Start of Provided records
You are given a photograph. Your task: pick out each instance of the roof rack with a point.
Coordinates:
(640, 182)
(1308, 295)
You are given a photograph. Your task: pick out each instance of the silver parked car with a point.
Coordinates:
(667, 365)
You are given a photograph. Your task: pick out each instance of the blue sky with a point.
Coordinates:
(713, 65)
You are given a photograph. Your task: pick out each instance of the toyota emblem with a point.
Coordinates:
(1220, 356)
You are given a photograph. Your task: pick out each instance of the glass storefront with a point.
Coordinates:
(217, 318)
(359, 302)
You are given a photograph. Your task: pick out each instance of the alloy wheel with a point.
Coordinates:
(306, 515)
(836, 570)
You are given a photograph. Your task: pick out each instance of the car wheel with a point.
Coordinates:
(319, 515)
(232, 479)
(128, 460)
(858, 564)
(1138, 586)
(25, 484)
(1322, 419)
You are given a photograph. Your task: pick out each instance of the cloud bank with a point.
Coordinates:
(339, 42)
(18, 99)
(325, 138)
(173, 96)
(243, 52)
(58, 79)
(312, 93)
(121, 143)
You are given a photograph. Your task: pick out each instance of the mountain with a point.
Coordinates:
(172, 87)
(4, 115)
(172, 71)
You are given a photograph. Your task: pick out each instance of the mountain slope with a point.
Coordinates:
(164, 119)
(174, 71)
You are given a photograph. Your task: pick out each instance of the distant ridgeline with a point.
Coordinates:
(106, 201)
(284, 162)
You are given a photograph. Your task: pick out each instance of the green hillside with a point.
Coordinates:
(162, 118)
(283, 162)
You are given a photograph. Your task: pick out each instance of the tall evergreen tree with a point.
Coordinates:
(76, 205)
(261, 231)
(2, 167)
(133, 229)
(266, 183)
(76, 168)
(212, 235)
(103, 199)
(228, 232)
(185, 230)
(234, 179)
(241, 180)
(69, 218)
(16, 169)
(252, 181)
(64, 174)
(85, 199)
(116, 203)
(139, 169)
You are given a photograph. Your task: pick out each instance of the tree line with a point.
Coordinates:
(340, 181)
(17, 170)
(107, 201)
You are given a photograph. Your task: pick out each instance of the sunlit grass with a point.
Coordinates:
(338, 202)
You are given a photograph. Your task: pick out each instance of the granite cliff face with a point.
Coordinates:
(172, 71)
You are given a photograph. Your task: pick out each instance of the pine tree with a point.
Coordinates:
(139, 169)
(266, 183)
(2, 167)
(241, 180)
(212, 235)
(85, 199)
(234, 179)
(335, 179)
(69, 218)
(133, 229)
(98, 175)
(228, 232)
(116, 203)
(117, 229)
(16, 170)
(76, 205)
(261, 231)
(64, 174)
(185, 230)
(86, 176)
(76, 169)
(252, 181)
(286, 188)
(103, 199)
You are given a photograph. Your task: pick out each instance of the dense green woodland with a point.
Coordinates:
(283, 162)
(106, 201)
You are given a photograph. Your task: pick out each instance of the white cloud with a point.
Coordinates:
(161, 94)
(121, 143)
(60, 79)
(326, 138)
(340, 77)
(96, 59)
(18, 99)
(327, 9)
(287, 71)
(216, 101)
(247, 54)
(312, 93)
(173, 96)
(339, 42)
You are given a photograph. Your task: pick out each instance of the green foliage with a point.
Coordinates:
End of Provided records
**Your assignment:**
Your reply should be all of the data, returned exactly.

**Result of the task:**
You are given a photograph. Your task: pick out each instance of the roof rack with a point.
Coordinates:
(640, 182)
(1308, 295)
You are given a photograph. Your task: pick out each instance of the silver parked car with a point.
Coordinates:
(667, 365)
You are given a photograph. Your task: pick out each instance of the blue sky with a point.
Coordinates:
(713, 65)
You are given a photograph. Your task: pick out each instance of the toyota emblem with a point.
Coordinates:
(1220, 356)
You are given a photograph. Your task: pick out each instance of the glass storefront with a point.
Coordinates:
(217, 318)
(359, 302)
You are given a photograph. Your task: pick out each instance of the alloy wheel with a point.
Coordinates:
(306, 515)
(836, 570)
You are given a photograph. Your task: pick out each instance of the car wheel with a point.
Coordinates:
(319, 515)
(232, 479)
(128, 460)
(858, 564)
(1138, 586)
(25, 484)
(1322, 419)
You are given a photograph. Your task: pick out each instance of the cloud bank with a point.
Coordinates:
(339, 42)
(18, 99)
(325, 138)
(173, 96)
(243, 52)
(58, 79)
(312, 93)
(121, 143)
You are given a photograph. Your task: pick out each instance of the mountain with a point.
Coordinates:
(172, 87)
(4, 115)
(172, 71)
You are given a photograph. Your task: pick out each instance of the mountain slope with a point.
Coordinates:
(164, 119)
(174, 71)
You are given a photograph. Your task: pick out each instance of the distant ridgeline with a point.
Coordinates:
(106, 201)
(284, 162)
You are given a photograph. Your task: pick out each instance of the green hillside with a point.
Coordinates:
(162, 118)
(283, 162)
You are given a photograph. Your task: pick out each instance of the tall evergreen tree with a point.
Coordinates:
(76, 205)
(261, 231)
(2, 167)
(133, 229)
(266, 183)
(76, 168)
(212, 235)
(103, 199)
(228, 232)
(185, 230)
(234, 179)
(241, 180)
(69, 218)
(16, 169)
(252, 181)
(64, 174)
(85, 199)
(116, 203)
(139, 169)
You are given a photograph. Your task: pick out each instance of the tree line with a point.
Coordinates:
(340, 181)
(17, 170)
(107, 201)
You are given a photograph. Your task: pick out each instance of the sunlit grass with a point.
Coordinates:
(338, 202)
You are given a photograph. Your task: pick out each instance of the granite cliff face with a point.
Coordinates:
(172, 71)
You are given a photograph. Your task: pick out each instance of the pine tree with a point.
Coordinates:
(139, 169)
(266, 183)
(2, 167)
(241, 180)
(212, 235)
(85, 199)
(234, 179)
(335, 179)
(69, 218)
(133, 229)
(98, 175)
(228, 232)
(116, 203)
(117, 229)
(16, 170)
(76, 205)
(261, 231)
(64, 174)
(185, 230)
(86, 176)
(76, 169)
(252, 181)
(286, 188)
(103, 199)
You are given a photograph. Your task: pick out each instance of the dense green woodland with a point.
Coordinates:
(283, 162)
(106, 201)
You are given a photograph. Your task: pick out each instance of the white cloud with a point.
Coordinates:
(161, 94)
(121, 143)
(60, 79)
(326, 138)
(340, 77)
(96, 59)
(18, 99)
(327, 9)
(287, 71)
(216, 101)
(247, 54)
(312, 93)
(173, 96)
(339, 42)
You are given a photograph. Your task: pick out each instance of the green foliage with a point.
Coordinates:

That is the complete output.